Data in this exercise start

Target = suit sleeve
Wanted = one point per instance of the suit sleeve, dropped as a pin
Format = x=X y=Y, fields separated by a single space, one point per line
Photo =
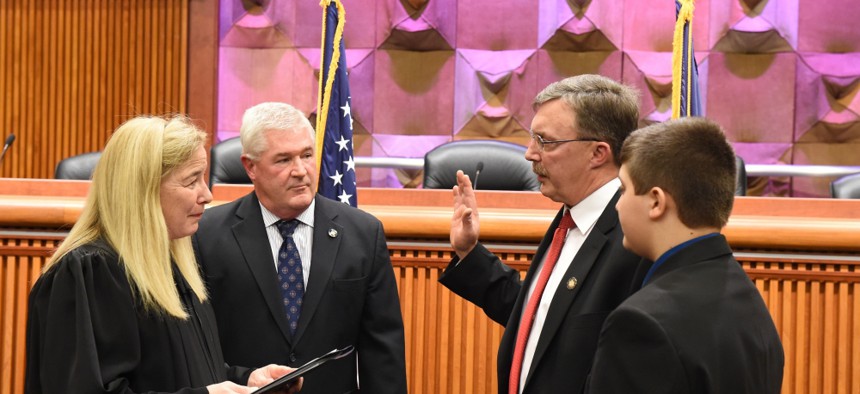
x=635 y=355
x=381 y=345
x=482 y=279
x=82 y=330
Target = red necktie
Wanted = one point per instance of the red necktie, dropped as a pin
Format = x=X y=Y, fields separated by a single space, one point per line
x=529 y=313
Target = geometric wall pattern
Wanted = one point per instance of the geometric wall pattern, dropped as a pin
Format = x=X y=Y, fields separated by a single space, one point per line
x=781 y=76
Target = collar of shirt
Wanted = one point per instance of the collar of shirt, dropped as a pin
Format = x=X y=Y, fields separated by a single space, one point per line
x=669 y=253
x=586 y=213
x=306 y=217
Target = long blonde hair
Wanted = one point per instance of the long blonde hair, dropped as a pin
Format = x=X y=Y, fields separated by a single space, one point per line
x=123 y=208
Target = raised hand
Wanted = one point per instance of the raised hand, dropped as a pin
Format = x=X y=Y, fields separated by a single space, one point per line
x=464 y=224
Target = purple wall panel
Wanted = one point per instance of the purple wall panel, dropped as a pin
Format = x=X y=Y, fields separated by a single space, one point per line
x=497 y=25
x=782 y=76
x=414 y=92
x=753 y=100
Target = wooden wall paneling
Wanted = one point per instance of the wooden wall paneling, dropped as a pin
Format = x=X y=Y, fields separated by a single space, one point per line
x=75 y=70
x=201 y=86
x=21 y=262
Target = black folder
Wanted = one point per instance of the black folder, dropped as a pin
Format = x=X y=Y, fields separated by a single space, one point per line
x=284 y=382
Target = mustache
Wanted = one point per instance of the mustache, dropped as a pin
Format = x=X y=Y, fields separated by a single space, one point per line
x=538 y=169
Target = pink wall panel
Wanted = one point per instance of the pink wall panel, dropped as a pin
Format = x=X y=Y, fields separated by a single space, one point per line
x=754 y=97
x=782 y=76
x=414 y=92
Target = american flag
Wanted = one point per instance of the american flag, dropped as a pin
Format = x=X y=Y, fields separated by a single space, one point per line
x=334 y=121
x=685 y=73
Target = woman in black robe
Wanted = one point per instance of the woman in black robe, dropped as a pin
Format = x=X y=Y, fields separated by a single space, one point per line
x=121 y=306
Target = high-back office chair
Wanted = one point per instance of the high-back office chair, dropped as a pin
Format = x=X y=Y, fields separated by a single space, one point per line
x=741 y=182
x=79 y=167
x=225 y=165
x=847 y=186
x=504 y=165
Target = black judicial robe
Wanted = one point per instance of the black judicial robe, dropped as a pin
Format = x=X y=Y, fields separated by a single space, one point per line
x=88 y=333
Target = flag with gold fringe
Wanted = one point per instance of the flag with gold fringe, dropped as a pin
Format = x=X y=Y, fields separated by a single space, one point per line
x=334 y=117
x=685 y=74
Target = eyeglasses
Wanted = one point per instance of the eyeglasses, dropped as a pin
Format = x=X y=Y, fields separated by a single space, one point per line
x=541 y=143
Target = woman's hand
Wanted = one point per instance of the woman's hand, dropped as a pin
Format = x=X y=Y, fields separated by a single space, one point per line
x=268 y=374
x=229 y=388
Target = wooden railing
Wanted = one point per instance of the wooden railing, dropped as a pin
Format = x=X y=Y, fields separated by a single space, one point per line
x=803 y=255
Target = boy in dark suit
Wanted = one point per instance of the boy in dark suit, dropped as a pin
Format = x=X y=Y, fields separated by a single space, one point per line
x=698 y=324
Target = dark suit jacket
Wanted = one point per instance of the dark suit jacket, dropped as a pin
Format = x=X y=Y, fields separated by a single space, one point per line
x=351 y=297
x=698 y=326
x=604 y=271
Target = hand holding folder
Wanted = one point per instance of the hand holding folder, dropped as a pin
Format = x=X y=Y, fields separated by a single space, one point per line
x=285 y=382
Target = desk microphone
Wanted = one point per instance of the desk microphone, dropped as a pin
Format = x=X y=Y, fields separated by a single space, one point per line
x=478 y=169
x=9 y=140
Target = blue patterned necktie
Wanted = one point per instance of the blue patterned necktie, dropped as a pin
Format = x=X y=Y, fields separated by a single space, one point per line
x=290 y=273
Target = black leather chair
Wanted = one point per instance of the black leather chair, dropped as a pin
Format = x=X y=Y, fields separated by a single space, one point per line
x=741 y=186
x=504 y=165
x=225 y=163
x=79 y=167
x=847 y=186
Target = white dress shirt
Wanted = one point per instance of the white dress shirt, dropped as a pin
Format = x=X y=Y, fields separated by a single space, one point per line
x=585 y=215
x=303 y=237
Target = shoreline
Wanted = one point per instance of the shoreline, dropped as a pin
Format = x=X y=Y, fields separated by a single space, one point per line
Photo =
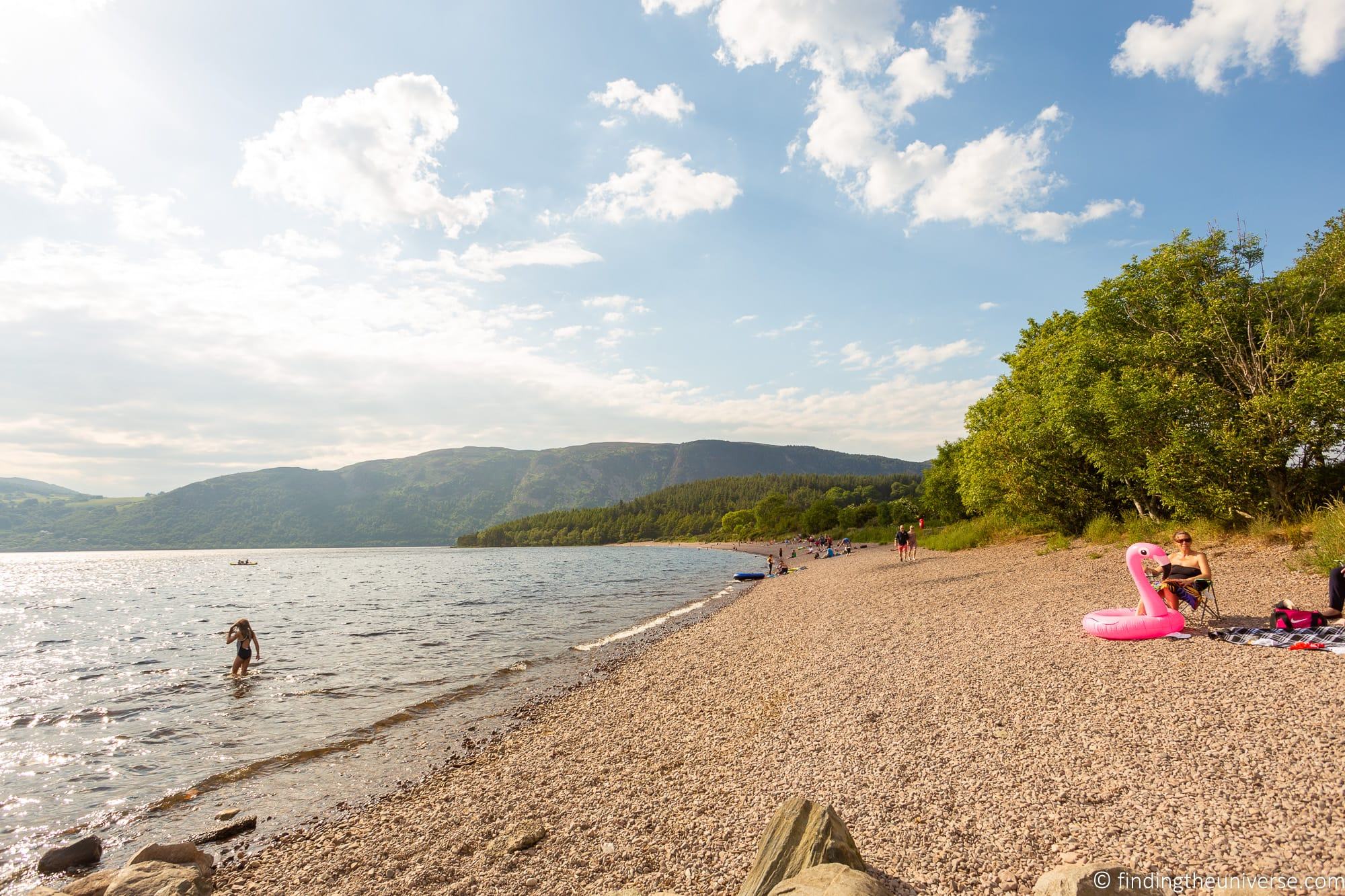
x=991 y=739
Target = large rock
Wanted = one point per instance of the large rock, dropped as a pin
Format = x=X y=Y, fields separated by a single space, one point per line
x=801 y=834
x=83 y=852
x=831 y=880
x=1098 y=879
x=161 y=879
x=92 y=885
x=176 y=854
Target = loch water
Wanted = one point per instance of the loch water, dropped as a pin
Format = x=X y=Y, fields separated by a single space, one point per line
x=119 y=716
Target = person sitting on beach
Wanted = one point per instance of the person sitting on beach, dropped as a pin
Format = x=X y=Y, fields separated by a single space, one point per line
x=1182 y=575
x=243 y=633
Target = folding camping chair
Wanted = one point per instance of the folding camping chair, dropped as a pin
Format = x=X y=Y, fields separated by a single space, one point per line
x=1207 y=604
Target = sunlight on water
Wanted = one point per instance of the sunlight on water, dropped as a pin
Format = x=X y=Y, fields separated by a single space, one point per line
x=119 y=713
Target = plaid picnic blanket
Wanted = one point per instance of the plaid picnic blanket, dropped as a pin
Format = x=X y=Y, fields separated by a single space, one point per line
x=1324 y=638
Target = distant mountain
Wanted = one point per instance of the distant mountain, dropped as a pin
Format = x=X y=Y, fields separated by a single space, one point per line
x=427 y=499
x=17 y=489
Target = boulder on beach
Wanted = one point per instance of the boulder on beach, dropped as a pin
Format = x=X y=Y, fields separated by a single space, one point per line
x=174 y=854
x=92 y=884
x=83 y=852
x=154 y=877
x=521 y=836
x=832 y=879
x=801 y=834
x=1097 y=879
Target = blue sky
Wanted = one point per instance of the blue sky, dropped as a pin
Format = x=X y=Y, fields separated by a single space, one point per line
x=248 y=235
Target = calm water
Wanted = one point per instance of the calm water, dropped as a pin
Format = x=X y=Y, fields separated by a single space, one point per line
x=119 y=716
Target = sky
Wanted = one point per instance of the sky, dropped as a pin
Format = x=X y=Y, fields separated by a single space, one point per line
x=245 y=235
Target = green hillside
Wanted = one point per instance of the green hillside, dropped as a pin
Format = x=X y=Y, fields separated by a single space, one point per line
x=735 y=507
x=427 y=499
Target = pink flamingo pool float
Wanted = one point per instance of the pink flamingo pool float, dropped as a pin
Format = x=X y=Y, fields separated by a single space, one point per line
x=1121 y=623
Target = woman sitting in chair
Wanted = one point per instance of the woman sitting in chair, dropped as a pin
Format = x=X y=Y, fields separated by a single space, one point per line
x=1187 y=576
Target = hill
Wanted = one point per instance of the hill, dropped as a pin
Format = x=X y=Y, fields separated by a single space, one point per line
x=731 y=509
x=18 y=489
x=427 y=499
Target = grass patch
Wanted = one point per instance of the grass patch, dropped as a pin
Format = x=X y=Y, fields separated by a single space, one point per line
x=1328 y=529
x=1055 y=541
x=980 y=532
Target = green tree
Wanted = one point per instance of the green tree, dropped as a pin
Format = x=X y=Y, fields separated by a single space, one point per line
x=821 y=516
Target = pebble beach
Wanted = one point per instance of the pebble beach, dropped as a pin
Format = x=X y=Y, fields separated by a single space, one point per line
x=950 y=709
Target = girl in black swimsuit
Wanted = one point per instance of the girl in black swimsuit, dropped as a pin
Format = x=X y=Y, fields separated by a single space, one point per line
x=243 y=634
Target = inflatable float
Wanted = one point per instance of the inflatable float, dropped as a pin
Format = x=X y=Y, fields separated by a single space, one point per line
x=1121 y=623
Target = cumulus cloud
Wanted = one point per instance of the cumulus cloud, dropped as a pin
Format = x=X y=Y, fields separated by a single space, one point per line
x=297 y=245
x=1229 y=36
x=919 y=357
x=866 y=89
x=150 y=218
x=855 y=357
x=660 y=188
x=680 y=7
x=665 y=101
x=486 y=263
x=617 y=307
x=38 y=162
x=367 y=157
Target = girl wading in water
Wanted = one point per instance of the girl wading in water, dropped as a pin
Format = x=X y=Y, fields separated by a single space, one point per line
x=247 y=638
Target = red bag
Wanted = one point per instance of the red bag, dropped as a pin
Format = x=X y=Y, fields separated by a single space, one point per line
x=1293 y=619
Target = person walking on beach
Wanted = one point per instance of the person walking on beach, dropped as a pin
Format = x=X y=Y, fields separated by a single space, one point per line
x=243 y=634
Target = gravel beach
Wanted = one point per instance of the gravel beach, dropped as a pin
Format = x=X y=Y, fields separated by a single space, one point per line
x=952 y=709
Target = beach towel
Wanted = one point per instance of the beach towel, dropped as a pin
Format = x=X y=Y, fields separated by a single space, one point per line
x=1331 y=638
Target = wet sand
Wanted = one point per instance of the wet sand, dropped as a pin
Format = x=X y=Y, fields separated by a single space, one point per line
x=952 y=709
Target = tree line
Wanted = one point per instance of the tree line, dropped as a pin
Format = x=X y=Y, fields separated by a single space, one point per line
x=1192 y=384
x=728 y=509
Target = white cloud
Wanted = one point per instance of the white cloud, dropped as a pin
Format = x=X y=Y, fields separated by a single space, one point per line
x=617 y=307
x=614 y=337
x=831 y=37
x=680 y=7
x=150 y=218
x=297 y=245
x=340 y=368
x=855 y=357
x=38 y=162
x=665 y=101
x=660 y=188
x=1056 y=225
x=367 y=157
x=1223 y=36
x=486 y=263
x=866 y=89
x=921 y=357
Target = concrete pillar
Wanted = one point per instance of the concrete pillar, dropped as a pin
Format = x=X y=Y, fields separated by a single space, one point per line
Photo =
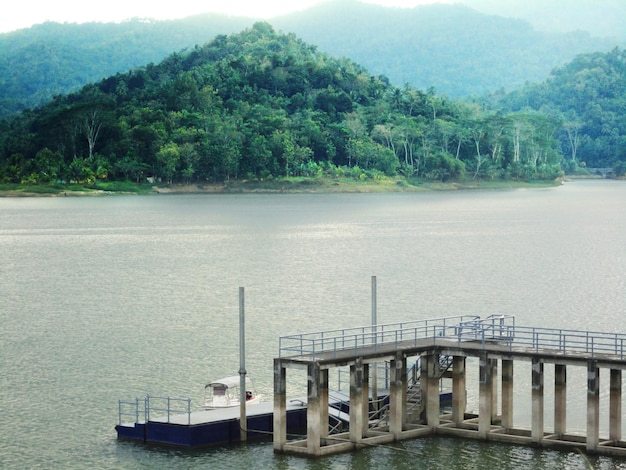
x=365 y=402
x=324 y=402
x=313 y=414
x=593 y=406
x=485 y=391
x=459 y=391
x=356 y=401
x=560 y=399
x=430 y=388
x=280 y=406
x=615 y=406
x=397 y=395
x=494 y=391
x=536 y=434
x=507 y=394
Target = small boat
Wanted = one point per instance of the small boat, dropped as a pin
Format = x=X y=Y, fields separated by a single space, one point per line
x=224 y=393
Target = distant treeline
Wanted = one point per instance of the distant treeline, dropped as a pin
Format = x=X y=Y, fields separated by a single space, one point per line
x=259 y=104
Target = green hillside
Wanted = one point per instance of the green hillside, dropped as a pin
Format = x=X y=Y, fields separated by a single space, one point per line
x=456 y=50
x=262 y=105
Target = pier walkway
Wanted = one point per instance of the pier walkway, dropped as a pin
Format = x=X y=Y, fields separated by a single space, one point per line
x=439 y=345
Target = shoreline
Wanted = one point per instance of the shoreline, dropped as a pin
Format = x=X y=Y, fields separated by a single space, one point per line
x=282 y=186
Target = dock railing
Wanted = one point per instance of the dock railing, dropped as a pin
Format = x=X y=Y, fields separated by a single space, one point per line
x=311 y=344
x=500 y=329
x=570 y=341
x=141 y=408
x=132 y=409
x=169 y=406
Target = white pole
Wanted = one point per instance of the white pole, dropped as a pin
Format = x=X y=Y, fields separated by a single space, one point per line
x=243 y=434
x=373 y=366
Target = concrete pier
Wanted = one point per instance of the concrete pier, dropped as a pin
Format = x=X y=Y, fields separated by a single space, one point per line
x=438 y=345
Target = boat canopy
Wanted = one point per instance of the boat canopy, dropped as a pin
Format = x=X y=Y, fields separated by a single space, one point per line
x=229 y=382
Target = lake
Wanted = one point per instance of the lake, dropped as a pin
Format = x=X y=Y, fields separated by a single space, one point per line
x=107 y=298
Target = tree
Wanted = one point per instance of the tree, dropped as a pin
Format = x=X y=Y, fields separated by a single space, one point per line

Data in this exercise end

Lines from the one containing "Target = white pole" through the final line are to be given again verbatim, with nothing before or after.

Target = white pole
Wanted = one point per instance of the white pole, dropped as a pin
Format = x=X y=Y, fields separated by a single space, one point per line
x=243 y=434
x=373 y=366
Target = concrete pier
Wanted = one point per instance of the concrete pier, dropped as a pin
Format = x=X y=Y, fields separated by a single space, one point per line
x=438 y=345
Target = boat canopy
Wanted = one point per instance of the boat canopy, dropped as a pin
Format = x=X y=Y, fields separated by a single space, one point per line
x=229 y=382
Target = lake
Wanted = one point per instance of the lake, dropped as a pin
Format = x=X y=Y, fields separated by a single space, one point per line
x=107 y=298
Target = tree
Wanted = one point per instance of the tree, dropped as a pin
Format = x=X y=Y, fields separated by a single space, one point per line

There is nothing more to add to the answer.